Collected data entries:
□ □ □ □ □ □ □
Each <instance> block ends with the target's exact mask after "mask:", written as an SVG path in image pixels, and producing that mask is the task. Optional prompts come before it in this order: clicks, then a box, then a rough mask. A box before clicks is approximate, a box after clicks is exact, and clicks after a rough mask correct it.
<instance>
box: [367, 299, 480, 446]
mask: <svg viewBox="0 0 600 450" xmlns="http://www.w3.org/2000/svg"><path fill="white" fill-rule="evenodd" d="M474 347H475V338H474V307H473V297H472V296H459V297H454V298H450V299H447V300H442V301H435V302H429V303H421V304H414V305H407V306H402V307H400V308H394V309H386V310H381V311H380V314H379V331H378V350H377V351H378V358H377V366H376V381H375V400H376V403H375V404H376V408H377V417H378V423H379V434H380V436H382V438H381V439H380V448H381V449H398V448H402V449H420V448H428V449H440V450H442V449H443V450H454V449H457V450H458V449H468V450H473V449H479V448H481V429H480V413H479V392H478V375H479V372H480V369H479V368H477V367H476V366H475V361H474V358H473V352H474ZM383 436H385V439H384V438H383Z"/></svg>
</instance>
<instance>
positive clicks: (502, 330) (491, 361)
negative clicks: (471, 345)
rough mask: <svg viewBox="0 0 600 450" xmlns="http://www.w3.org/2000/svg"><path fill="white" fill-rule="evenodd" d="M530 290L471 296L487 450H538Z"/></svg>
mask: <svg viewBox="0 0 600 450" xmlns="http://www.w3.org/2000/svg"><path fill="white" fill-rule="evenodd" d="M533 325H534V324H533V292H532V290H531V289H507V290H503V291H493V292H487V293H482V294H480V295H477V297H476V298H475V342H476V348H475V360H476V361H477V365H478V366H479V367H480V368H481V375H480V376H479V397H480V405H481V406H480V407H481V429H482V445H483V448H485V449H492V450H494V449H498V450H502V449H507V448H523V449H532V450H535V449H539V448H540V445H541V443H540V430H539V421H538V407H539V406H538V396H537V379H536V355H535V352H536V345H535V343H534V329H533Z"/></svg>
□ □ □ □ □ □ □
ACTIVITY: Format the rows from the line containing "</instance>" down to the line containing "rough mask: <svg", both ends included, as a Markdown table with the columns Num and Content, giving each line's number and its text and omitting blank lines.

RESPONSE TO THIS TASK:
| Num | Content |
|---|---|
| 1 | </instance> |
| 2 | <instance> |
| 3 | positive clicks: (502, 330) (491, 361) |
| 4 | negative clicks: (471, 345) |
| 5 | rough mask: <svg viewBox="0 0 600 450" xmlns="http://www.w3.org/2000/svg"><path fill="white" fill-rule="evenodd" d="M530 290L471 296L487 450H538Z"/></svg> |